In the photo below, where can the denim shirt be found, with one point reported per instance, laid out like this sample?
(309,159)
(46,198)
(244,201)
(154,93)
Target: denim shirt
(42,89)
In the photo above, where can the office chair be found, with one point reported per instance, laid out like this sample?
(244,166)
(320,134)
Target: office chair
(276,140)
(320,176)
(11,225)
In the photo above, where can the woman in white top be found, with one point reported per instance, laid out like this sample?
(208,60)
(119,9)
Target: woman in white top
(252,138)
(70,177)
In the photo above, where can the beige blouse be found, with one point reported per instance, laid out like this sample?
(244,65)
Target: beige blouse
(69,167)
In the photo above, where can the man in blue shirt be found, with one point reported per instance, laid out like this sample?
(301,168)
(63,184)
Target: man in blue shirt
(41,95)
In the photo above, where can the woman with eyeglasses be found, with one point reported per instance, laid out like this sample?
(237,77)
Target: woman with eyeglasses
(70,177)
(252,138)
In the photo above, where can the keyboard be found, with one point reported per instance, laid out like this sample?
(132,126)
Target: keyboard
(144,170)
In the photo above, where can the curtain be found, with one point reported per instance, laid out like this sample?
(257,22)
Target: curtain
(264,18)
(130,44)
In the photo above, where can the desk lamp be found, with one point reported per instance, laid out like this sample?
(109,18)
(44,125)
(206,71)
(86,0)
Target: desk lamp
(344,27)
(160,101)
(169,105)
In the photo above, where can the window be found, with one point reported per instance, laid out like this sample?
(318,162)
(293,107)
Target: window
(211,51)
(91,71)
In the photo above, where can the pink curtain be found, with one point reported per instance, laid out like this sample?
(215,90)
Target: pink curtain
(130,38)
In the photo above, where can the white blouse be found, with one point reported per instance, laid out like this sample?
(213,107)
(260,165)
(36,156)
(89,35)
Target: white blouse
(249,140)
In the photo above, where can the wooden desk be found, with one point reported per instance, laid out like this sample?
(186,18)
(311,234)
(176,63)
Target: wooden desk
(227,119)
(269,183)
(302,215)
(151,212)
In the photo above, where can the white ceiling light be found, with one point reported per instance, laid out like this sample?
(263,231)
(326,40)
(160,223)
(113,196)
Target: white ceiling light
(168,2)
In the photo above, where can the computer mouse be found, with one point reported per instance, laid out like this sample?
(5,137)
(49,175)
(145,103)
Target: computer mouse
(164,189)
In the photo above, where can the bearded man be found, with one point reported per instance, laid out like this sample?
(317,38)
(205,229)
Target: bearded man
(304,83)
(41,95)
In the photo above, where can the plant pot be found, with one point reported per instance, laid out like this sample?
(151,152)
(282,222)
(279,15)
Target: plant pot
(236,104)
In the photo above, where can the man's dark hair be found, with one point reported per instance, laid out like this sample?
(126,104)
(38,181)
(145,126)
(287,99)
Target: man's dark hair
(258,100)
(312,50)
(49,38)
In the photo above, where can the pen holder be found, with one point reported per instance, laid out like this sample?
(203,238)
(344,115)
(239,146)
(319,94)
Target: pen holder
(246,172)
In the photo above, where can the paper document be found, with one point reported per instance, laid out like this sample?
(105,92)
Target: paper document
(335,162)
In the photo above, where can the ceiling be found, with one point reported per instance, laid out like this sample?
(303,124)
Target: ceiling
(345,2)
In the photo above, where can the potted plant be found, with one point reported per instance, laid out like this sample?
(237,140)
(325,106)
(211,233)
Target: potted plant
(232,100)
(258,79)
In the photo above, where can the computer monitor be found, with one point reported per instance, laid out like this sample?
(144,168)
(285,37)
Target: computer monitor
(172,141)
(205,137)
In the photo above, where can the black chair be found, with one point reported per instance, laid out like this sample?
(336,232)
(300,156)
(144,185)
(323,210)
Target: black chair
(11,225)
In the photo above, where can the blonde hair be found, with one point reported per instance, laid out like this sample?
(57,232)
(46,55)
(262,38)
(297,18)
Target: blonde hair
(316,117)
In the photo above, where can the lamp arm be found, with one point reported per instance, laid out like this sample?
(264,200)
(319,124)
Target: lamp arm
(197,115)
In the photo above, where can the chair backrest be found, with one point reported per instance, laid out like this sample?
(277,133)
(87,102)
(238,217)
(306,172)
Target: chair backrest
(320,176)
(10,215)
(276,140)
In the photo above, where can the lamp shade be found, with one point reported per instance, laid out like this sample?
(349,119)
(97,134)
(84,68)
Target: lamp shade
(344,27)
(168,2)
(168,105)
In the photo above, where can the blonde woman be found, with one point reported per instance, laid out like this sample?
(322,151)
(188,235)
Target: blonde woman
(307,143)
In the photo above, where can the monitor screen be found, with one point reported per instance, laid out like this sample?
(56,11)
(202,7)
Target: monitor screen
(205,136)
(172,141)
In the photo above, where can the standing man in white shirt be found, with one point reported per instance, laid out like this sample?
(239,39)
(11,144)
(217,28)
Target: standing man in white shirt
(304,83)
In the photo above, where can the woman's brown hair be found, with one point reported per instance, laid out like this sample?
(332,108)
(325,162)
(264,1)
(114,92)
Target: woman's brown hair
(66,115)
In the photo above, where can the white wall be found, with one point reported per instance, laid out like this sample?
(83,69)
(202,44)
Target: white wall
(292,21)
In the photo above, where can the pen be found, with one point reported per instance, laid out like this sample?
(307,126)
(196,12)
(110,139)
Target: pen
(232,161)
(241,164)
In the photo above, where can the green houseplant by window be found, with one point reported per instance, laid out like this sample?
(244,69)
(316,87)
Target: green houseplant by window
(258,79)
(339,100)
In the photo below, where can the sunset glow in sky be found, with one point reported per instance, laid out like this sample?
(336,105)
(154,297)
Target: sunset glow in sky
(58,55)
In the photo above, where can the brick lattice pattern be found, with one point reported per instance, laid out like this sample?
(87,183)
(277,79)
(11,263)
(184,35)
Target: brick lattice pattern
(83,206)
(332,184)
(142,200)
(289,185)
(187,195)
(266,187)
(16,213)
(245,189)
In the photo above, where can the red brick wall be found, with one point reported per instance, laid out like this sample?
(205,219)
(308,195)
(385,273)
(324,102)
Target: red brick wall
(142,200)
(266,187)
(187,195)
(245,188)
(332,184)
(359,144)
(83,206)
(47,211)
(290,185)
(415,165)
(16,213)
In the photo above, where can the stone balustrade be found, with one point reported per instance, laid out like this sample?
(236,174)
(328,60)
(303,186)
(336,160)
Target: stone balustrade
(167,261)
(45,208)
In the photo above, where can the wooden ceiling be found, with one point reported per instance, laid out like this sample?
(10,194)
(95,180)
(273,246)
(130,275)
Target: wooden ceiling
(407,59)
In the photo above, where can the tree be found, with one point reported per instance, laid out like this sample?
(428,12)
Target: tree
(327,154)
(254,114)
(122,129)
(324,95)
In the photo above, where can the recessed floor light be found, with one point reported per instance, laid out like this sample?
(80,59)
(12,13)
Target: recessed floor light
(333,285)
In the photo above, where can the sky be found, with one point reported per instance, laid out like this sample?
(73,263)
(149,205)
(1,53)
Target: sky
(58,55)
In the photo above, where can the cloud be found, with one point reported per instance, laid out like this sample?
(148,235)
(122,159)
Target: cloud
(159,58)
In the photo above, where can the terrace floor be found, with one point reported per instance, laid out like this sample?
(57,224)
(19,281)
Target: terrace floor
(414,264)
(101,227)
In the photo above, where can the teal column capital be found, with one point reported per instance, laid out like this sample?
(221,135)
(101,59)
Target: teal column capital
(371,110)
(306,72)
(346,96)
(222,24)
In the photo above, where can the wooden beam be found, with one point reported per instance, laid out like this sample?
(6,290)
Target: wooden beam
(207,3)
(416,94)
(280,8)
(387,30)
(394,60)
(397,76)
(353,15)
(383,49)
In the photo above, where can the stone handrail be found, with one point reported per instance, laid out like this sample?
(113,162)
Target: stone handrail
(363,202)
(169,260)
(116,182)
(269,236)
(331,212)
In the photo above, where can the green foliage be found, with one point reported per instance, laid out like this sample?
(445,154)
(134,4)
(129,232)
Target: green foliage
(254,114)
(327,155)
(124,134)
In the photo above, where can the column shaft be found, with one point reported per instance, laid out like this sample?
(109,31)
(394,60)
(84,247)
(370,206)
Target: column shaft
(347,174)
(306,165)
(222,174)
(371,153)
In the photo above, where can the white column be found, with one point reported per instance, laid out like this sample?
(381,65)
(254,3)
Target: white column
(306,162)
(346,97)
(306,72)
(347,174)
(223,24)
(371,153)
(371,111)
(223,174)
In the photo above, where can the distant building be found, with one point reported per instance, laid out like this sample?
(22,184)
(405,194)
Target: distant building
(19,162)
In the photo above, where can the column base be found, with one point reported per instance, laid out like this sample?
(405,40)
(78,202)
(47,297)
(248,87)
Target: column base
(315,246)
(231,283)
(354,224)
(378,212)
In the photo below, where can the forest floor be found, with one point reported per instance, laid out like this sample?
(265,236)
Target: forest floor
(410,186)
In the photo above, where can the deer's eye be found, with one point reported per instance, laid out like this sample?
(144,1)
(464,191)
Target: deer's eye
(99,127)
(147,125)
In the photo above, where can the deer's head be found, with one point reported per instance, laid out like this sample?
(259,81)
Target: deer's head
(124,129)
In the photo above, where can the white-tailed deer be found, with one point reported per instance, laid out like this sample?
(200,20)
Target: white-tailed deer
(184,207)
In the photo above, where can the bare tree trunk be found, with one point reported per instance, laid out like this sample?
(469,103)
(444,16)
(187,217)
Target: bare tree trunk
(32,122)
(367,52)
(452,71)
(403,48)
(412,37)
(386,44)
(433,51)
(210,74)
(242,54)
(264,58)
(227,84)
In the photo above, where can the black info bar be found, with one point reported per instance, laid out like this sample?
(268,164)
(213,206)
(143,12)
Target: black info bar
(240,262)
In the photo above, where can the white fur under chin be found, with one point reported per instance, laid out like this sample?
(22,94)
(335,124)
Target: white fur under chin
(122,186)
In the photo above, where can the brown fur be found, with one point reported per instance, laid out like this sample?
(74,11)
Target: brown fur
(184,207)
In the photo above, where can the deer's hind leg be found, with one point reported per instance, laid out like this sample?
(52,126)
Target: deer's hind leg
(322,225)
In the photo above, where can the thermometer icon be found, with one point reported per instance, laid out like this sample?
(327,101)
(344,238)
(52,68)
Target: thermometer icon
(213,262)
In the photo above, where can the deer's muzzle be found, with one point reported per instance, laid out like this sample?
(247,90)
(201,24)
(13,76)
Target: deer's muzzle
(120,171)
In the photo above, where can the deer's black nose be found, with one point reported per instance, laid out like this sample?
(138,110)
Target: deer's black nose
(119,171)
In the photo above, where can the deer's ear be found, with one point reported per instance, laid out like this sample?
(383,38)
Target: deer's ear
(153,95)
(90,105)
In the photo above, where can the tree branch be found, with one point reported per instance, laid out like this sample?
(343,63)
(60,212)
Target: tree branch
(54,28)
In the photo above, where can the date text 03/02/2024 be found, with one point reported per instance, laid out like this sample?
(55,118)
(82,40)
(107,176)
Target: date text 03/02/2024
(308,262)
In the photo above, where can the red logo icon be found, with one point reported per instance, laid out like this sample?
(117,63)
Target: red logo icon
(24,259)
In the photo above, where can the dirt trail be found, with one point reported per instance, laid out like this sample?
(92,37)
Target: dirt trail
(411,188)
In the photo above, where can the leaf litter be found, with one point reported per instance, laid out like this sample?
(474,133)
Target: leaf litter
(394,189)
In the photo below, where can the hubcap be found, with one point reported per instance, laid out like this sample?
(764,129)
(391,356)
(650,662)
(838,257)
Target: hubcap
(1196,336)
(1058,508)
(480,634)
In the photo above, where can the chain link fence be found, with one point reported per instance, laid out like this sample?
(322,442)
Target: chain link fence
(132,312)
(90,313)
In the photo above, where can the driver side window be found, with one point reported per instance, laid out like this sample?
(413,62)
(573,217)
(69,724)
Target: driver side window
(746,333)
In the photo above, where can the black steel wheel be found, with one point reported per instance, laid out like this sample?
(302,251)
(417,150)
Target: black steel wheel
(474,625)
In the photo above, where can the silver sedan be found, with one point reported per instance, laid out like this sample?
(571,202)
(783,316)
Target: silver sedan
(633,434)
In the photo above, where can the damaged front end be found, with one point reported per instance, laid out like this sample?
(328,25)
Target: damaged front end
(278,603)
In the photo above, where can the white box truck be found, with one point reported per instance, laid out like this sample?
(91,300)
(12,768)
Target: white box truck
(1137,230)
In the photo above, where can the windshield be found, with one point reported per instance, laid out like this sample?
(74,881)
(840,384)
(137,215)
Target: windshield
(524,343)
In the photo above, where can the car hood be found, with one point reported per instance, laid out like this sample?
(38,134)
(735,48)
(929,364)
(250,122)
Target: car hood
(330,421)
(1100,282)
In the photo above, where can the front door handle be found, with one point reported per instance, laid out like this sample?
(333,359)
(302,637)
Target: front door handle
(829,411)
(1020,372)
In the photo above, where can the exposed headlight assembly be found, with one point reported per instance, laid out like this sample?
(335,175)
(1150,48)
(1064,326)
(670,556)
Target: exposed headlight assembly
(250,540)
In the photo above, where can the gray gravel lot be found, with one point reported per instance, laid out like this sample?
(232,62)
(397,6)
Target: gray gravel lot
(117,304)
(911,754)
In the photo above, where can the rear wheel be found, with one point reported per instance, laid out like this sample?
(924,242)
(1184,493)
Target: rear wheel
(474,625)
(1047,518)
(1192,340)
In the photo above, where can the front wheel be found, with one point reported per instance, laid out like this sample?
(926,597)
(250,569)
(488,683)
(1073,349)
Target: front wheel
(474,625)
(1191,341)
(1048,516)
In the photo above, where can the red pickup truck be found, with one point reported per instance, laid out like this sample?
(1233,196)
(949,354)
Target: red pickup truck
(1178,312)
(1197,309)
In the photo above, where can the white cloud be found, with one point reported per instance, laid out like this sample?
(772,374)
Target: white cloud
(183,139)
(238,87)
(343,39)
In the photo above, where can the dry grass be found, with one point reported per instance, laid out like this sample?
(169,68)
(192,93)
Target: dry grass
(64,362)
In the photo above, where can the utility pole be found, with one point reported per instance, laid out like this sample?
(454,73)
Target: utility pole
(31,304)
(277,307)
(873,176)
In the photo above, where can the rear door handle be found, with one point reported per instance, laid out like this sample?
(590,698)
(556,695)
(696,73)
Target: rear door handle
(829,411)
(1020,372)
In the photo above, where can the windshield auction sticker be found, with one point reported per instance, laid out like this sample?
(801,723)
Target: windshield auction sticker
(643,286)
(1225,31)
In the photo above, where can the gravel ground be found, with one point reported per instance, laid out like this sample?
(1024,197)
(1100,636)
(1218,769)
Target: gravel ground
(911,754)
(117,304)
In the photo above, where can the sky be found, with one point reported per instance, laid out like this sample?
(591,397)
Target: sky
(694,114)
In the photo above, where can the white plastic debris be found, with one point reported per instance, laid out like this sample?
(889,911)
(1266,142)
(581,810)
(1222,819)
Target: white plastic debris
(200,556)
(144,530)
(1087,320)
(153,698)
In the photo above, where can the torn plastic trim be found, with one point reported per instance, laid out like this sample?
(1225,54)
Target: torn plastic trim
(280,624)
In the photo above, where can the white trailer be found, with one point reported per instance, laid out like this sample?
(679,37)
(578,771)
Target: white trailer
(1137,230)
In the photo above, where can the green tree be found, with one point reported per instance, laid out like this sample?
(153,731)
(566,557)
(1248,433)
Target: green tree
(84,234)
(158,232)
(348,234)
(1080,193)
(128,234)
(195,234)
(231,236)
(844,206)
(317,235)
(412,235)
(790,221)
════
SHORT PROBLEM: Quote exactly what appears from the line containing "In the photo above, where can the white cloud" through the final line of the listing above, including both of those lines.

RESULT BELOW:
In the photo above, where can the white cloud be found, with one point reported per instance, laid out like this sample?
(772,374)
Target: white cloud
(183,139)
(238,87)
(343,39)
In the photo above, where can the dry grass be found, with one point reported per instance, laid out like this sample?
(169,68)
(192,93)
Target: dry grass
(64,362)
In the photo above, where can the utility pole be found, with one point reported per instance, laid out like this sample?
(454,73)
Target: utility pole
(31,304)
(277,307)
(873,176)
In the photo above, where can the rear door handle be found, with one point reported per instance, laid out like this sample?
(590,698)
(556,695)
(696,73)
Target: rear door handle
(829,411)
(1020,372)
In the photo above, where can the windshield auction sticker be found, with one point reported per instance, laid out like this sample?
(801,723)
Target: windshield auction sticker
(643,286)
(1225,31)
In the photo above, where can the gravel ground be found, with one point reported per instance, laid out like this sample?
(1024,197)
(1100,636)
(1218,769)
Target: gravel ground
(911,754)
(117,304)
In the photo above, where can the sky be found, with one point reported per instance, laid out like this sample?
(591,397)
Target: sky
(694,114)
In the photo above, where can the white plastic debris be found, with one point reported per instance, laid out like this sample?
(889,911)
(1266,142)
(581,810)
(1222,819)
Target: white plastic debris
(200,556)
(144,530)
(1087,320)
(153,698)
In the photo above, where can the torn plastic trim be found, with one point reported per instance, laid out like this sample?
(1225,54)
Target: torn plastic trim
(280,624)
In the photo above, where can the white trailer be found, with one point reported per instance, laid out like this sample?
(679,37)
(578,771)
Target: white trailer
(1137,230)
In the photo above, where can the green tree be found, with one point reported per instance, laid out like this sample?
(153,731)
(566,557)
(1248,433)
Target: green tree
(84,234)
(158,232)
(348,234)
(1080,193)
(128,234)
(195,234)
(231,236)
(844,206)
(317,235)
(412,235)
(790,221)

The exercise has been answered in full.